Dataset entries:

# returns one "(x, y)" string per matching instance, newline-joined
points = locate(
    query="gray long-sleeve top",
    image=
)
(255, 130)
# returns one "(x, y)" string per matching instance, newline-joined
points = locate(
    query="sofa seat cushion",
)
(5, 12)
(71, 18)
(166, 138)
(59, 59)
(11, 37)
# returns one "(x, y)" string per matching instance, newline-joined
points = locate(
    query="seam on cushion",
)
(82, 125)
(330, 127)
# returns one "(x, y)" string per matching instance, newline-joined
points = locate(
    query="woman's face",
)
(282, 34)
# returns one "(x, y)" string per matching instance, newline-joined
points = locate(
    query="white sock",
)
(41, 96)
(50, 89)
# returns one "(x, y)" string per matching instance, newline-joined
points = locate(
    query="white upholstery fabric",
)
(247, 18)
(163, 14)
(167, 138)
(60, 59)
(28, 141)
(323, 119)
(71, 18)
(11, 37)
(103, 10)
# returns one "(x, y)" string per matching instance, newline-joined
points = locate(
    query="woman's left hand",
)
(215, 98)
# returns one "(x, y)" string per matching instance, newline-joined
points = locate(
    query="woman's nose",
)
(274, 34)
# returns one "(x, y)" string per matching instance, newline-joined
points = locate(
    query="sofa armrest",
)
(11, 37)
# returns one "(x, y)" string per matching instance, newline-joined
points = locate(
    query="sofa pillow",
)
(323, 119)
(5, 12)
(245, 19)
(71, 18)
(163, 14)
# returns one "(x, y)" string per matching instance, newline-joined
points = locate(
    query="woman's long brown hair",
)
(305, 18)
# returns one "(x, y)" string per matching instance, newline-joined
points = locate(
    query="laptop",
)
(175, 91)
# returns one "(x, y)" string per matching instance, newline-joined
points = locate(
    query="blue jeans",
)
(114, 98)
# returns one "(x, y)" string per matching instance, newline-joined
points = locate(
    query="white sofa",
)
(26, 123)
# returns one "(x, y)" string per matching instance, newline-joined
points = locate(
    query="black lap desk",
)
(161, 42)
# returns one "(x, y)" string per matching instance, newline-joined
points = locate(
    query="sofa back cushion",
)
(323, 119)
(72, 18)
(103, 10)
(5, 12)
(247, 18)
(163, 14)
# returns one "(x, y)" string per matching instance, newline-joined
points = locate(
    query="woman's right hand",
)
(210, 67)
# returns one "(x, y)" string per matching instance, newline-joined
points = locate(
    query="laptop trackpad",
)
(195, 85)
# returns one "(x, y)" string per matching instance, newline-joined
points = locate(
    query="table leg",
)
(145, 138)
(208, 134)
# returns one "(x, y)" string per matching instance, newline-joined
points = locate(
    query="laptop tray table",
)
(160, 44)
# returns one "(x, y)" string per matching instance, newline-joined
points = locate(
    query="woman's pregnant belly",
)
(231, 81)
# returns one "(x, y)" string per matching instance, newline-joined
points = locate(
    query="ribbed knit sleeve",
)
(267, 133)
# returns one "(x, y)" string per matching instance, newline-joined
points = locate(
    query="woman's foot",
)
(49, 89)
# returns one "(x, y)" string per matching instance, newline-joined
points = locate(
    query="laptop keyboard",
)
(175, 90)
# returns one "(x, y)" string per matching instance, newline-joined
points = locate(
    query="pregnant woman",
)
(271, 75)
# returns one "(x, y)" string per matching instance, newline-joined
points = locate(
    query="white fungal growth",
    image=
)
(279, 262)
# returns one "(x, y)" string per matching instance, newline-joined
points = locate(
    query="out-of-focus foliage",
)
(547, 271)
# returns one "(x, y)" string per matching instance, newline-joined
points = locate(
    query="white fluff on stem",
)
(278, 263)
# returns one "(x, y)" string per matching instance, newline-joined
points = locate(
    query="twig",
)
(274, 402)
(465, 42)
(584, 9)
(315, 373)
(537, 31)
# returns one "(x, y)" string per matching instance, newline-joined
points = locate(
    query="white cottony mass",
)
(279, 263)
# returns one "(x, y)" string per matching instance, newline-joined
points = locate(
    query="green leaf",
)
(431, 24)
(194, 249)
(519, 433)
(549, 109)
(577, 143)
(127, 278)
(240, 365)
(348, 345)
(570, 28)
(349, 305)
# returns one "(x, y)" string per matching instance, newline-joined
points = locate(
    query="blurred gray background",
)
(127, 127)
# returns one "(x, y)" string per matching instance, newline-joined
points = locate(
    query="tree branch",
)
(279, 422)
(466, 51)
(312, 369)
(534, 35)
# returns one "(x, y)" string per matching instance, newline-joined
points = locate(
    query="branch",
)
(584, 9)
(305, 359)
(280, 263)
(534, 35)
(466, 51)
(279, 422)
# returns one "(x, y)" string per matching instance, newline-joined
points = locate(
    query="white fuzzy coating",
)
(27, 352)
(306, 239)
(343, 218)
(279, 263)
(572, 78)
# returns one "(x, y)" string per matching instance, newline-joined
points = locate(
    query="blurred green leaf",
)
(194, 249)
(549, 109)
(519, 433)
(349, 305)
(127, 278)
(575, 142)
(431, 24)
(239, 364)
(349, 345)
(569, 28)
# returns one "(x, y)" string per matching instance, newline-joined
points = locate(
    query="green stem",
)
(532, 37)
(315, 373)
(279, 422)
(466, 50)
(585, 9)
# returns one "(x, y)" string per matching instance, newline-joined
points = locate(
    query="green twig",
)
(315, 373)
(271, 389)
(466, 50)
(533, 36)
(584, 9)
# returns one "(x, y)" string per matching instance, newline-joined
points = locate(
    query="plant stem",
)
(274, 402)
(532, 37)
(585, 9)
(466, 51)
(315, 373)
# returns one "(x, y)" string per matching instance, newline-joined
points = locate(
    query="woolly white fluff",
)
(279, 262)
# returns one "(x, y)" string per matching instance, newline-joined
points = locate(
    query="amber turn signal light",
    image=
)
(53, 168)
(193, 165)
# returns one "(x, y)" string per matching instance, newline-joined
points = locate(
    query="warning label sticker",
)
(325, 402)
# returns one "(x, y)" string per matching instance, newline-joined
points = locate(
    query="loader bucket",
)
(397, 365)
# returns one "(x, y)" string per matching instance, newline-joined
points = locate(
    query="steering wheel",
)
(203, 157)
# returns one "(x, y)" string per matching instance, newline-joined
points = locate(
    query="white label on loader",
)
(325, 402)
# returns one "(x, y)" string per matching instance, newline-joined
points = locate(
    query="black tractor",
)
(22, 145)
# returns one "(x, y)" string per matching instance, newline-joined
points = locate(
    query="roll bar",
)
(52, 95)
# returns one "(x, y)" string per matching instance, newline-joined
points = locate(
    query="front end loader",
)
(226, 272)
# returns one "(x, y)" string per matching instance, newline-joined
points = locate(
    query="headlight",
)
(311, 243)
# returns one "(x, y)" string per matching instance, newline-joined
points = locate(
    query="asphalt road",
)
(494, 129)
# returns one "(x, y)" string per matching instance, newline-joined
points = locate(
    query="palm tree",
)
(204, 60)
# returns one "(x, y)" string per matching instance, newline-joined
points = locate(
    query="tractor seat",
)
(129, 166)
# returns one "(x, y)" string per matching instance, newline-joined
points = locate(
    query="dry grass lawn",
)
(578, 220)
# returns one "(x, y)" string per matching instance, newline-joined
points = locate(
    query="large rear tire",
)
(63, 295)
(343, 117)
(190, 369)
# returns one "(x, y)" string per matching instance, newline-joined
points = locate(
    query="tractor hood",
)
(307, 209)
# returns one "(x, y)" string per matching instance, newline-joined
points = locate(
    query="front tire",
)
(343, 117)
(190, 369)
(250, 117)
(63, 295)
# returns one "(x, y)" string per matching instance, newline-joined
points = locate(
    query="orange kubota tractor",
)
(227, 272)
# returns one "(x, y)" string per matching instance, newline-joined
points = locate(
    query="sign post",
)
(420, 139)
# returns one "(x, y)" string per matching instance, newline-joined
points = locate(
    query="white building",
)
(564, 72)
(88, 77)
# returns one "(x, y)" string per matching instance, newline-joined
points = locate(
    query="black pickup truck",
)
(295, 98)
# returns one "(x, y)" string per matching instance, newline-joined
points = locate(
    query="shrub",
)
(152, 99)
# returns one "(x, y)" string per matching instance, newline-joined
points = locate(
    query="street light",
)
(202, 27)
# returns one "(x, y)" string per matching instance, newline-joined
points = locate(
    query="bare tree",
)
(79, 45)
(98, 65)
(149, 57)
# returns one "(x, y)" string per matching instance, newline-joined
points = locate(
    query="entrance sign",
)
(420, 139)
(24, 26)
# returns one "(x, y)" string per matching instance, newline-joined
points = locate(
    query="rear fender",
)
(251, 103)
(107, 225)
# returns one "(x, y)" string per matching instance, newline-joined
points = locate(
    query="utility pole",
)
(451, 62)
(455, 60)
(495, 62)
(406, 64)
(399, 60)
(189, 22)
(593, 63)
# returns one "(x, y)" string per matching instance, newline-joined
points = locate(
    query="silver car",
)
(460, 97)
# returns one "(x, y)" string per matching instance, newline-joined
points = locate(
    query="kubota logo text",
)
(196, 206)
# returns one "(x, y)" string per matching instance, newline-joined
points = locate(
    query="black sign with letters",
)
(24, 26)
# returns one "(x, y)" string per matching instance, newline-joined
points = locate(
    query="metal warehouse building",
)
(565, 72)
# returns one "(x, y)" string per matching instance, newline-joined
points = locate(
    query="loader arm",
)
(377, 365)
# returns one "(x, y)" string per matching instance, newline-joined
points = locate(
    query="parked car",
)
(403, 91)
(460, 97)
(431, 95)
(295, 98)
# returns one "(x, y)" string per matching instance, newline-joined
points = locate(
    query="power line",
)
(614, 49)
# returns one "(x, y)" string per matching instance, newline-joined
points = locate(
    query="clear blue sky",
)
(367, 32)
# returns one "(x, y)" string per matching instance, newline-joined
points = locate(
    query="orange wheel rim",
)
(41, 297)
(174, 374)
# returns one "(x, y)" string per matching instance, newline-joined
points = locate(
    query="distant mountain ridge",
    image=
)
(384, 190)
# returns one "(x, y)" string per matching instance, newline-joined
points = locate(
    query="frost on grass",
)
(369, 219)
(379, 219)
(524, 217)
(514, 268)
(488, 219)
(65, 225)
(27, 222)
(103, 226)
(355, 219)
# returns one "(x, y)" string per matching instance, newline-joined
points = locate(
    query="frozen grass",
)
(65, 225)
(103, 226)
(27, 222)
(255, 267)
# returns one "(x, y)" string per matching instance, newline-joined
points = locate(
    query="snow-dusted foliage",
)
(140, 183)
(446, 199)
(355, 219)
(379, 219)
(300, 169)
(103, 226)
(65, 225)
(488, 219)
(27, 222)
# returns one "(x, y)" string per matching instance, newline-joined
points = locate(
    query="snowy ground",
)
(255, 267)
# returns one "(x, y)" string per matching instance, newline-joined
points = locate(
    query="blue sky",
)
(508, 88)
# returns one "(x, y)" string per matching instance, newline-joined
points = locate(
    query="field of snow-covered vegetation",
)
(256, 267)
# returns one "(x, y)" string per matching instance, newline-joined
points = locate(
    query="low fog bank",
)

Assignment: Could you state how many lines above include the word "wheel"? Reply with that number alone.

Task response: 2